[Exercise requirements] Starting from the line in which "Could you please indicate the pink" appears, output every line down to the last line of the data below, exactly and without anything more.

[Source records]
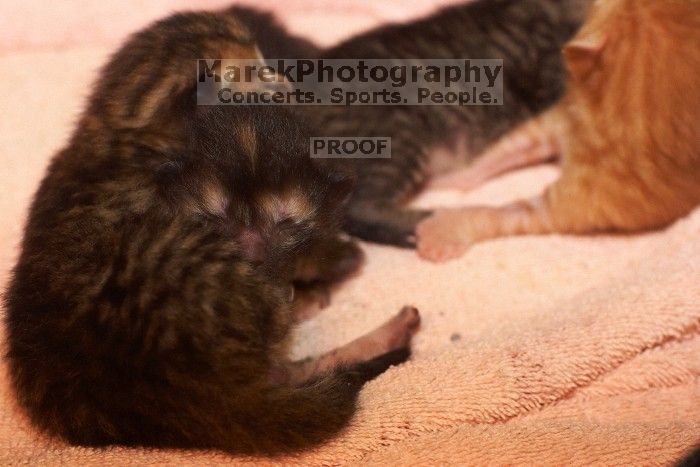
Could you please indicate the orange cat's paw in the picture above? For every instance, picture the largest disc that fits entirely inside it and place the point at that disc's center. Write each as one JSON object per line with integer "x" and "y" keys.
{"x": 439, "y": 238}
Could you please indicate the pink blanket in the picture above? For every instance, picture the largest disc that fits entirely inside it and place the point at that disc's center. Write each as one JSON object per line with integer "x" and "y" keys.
{"x": 545, "y": 350}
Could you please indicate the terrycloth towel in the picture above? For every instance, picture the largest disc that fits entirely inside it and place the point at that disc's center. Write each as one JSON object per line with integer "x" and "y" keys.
{"x": 533, "y": 350}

[Response to the exercise]
Could you please indicate the pink blanket in the picture above? For every instance, picture the largest disc that fits entirely inside it and place the point at that disc's center. Write each as one JSON object per line with integer "x" and "y" keys.
{"x": 545, "y": 350}
Could you please indicate the terrycloth towel in the picture above? For every instance, picture the largest disc that fits entirely inside it and place the point at that disc's center. Write each as one JSON object per line with integer "x" and "y" keys.
{"x": 533, "y": 350}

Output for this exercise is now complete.